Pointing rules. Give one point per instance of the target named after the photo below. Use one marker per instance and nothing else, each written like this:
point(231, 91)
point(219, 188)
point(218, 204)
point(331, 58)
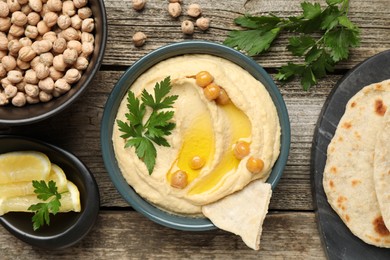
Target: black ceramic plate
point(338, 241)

----

:: REQUIREMENT ::
An exact transcription of all the entries is required, without the pictures.

:: SOLUTION FOR THIS PROBLEM ::
Pointing rules. Give one point per instance of the target named after the photo below. Use one marker per instance and nothing else, each written like this:
point(231, 91)
point(219, 188)
point(218, 204)
point(331, 58)
Target: black ceramic plate
point(338, 241)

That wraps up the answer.